(Passage provided):

####################

# battery clip screw for Ruhla quarz 32768



## Jonmarkel (Oct 1, 2011)

has anyone got a spare one of these please its the small screw that holds the battery retaining clip and i summise completes the circuit to allow the watch to run cheers.


----------



## Davey P (Sep 9, 2010)

I've got loads of tiny screws that have been nicked from various scrap watches over the years. I'd be happy to send them all to you to try, and if one fits you can keep it and send the rest back to me if that helps?


----------



## gimli (Mar 24, 2016)

I'd go with Davey's suggestion. Although there are plenty of variations the one that you had will most definitely be found in other models, brands, etc.


----------



## Jonmarkel (Oct 1, 2011)

that would be great i am just concerned as its a Quartz that if i put the wrong one in i may damage it its in lovely condition too.

But i think its the only way i can go with it ...very kind of you Davey thanks very much


----------



## Davey P (Sep 9, 2010)

No problem mate, PM me your full name and postal address and I'll pop 'em all in the post to you :thumbsup:


----------



## Jonmarkel (Oct 1, 2011)

many thanks


----------



## Jonmarkel (Oct 1, 2011)

just so you can see the watch i am talking about lol


----------

####################

(Instructions for the task):
Transcribe the section of the thread about the Ruhla battery clip screw that begins with the words containing "has anyone got" and ends with "if that helps?". The records have no connection to the thread about the Ruhla battery clip screw.

####################

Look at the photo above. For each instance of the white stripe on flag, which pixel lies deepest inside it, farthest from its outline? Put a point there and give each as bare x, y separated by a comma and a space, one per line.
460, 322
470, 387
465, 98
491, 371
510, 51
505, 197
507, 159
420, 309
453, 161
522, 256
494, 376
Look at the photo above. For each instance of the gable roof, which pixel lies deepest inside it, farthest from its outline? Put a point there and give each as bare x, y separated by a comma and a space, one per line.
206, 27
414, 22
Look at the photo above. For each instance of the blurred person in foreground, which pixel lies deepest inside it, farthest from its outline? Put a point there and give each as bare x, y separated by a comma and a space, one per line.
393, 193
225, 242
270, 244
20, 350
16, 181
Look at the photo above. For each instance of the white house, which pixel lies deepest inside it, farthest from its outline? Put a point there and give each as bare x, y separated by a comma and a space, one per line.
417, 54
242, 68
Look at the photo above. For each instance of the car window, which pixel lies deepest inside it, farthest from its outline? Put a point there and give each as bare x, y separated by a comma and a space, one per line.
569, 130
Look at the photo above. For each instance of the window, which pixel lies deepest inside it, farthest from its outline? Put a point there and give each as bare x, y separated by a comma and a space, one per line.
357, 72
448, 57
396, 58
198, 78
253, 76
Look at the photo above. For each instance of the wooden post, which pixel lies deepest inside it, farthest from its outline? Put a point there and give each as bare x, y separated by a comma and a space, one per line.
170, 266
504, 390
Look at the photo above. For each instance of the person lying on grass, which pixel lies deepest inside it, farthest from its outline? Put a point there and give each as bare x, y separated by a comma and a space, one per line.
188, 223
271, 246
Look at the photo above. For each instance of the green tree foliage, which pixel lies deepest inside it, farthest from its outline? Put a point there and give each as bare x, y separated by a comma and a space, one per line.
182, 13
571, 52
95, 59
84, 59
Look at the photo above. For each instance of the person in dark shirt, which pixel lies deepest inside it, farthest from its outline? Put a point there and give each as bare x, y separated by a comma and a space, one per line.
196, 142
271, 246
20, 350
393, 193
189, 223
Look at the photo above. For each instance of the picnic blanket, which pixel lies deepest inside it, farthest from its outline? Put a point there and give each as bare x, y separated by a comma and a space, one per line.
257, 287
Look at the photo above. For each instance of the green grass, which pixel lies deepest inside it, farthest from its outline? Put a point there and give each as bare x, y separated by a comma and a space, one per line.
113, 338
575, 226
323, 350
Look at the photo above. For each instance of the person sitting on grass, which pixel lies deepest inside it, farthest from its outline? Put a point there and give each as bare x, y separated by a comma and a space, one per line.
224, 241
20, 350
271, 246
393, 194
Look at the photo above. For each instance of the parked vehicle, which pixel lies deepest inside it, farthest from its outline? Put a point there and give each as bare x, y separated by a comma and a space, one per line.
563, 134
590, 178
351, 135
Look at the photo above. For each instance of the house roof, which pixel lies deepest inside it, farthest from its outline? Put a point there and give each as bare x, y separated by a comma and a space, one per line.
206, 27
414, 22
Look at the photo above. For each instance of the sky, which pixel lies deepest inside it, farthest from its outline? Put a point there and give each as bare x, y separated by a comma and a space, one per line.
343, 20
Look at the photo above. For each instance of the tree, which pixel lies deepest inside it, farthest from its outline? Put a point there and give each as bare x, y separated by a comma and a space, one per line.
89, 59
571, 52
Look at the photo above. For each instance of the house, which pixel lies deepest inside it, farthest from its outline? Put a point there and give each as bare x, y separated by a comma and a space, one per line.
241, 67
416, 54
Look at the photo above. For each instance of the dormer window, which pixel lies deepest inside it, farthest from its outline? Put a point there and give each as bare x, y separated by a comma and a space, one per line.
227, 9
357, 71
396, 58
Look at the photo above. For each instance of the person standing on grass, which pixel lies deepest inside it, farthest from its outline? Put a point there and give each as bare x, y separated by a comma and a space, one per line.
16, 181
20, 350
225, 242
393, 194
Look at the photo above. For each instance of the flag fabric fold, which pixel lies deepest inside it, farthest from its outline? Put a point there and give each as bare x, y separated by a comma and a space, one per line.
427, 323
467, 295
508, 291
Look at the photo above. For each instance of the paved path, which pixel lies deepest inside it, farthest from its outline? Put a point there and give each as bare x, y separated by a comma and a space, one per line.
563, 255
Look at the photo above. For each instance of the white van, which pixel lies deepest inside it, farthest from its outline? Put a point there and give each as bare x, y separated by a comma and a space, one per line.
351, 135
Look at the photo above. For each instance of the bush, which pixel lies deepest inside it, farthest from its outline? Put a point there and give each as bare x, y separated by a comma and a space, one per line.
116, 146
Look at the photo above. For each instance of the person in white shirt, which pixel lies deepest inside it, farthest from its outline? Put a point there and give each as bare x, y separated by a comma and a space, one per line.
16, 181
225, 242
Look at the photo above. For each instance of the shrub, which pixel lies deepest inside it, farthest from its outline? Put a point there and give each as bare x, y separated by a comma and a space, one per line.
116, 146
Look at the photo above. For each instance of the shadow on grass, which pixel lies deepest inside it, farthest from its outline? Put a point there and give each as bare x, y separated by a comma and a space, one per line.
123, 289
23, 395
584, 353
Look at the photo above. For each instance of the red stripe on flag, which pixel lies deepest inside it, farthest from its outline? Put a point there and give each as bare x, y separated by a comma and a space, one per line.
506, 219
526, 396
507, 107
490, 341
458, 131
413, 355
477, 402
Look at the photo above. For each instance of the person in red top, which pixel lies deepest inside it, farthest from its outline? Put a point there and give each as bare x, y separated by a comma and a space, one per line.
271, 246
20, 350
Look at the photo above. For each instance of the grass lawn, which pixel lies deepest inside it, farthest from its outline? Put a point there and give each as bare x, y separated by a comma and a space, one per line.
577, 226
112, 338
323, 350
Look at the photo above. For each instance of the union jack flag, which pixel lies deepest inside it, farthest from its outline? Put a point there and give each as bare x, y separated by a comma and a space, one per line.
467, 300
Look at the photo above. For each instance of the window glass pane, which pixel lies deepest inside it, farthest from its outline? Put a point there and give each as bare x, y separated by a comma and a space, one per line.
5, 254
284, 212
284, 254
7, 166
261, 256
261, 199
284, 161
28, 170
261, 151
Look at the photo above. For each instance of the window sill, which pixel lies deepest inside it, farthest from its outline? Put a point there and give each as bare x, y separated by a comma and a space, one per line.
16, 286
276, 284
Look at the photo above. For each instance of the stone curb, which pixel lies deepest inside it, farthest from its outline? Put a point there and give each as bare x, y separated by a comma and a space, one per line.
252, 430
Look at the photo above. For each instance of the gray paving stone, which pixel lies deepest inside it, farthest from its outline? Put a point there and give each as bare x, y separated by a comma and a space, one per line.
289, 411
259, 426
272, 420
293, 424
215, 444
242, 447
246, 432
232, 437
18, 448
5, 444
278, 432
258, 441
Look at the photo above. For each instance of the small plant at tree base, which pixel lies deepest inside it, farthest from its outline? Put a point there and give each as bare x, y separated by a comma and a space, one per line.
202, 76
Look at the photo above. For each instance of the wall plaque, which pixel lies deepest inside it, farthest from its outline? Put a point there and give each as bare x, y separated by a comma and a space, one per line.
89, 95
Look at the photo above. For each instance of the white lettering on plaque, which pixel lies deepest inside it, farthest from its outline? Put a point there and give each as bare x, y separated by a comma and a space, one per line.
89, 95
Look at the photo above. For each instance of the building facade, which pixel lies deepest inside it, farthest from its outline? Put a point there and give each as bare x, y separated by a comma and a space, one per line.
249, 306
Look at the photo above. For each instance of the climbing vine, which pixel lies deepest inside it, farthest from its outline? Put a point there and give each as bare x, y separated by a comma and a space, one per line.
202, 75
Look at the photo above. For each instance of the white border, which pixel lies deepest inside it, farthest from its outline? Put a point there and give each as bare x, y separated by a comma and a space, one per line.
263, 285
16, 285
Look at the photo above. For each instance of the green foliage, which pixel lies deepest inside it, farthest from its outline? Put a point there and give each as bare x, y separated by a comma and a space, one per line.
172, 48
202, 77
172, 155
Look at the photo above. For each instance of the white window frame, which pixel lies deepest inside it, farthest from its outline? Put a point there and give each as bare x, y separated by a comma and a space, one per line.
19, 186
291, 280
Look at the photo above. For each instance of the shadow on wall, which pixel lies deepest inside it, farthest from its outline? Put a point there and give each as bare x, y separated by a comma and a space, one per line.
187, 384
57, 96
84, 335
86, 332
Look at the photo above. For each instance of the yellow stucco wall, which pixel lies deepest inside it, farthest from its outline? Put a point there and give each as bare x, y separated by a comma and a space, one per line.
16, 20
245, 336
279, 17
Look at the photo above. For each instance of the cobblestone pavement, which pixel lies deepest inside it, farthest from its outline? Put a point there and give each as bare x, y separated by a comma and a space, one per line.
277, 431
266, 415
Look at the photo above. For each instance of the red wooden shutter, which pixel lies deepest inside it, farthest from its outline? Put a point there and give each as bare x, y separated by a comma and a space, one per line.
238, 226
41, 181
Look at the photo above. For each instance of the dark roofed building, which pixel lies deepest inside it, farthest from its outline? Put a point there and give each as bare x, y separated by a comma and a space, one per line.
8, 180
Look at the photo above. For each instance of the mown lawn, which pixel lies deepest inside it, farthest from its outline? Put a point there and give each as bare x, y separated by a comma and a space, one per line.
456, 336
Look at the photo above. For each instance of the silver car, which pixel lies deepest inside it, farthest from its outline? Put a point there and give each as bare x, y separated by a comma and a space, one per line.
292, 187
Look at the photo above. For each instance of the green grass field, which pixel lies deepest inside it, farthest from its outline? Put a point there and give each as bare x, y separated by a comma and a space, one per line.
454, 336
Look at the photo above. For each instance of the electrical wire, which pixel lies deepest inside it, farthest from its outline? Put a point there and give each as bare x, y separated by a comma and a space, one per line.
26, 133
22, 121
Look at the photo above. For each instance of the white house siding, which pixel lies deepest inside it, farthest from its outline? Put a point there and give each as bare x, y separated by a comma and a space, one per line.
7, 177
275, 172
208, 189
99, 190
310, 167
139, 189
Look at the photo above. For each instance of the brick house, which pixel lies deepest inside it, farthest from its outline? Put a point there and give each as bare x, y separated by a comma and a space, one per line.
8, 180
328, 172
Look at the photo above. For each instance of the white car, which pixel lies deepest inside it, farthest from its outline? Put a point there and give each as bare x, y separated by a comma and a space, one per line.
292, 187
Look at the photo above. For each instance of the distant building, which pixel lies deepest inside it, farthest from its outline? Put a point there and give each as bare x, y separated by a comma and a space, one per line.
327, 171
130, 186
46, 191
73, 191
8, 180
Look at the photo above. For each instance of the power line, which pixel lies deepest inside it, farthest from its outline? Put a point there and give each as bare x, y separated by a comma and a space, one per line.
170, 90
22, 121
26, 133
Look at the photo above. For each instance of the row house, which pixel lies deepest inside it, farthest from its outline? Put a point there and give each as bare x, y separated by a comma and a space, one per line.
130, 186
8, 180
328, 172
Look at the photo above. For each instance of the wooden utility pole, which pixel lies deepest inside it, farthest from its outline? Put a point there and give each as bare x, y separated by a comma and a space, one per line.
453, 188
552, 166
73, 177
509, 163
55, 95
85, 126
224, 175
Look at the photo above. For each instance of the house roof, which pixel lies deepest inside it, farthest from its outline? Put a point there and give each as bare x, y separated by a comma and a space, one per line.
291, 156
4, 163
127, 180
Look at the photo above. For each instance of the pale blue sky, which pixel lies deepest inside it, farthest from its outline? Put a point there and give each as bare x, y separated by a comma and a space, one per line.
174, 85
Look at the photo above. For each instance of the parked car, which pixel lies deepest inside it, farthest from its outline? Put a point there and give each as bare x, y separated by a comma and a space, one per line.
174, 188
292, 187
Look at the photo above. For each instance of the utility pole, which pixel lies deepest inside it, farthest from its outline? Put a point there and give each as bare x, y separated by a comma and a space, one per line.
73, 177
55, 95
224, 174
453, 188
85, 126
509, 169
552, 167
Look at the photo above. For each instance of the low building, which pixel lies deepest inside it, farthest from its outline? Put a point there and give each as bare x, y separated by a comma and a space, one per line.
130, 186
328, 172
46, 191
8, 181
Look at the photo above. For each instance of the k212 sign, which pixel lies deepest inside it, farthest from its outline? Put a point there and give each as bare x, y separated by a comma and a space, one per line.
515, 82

####################

(Complete response):
has anyone got a spare one of these please its the small screw that holds the battery retaining clip and i summise completes the circuit to allow the watch to run cheers.


----------



## Davey P (Sep 9, 2010)

I've got loads of tiny screws that have been nicked from various scrap watches over the years. I'd be happy to send them all to you to try, and if one fits you can keep it and send the rest back to me if that helps?